- [Exercise instructions] Copy the data word for word, from the very start down to the line with "[[38, 208, 86, 306]]", including that line. Leave out the pictures.

·····

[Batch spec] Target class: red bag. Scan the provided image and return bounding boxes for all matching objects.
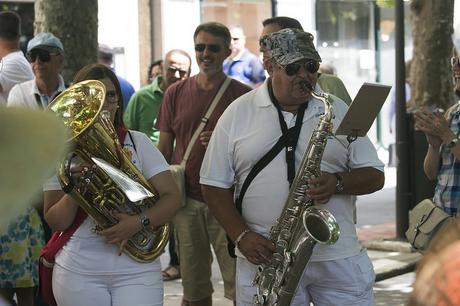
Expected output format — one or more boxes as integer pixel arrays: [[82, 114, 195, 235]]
[[38, 208, 86, 306]]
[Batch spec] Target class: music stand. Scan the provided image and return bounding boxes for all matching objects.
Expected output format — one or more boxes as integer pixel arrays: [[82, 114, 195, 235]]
[[335, 83, 391, 143]]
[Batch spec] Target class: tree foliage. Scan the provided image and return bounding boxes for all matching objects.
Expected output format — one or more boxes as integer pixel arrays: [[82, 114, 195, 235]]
[[34, 0, 98, 82], [409, 0, 454, 109]]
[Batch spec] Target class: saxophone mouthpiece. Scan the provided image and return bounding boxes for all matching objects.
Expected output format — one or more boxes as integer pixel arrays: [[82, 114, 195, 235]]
[[300, 81, 313, 91]]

·····

- [Task solution]
[Batch spec] Target class: red bag. Scan the provided image and return bounding boxes for all matching objects.
Expected output format — one or more boxes as integer pixel arrays: [[82, 114, 195, 235]]
[[38, 208, 86, 306]]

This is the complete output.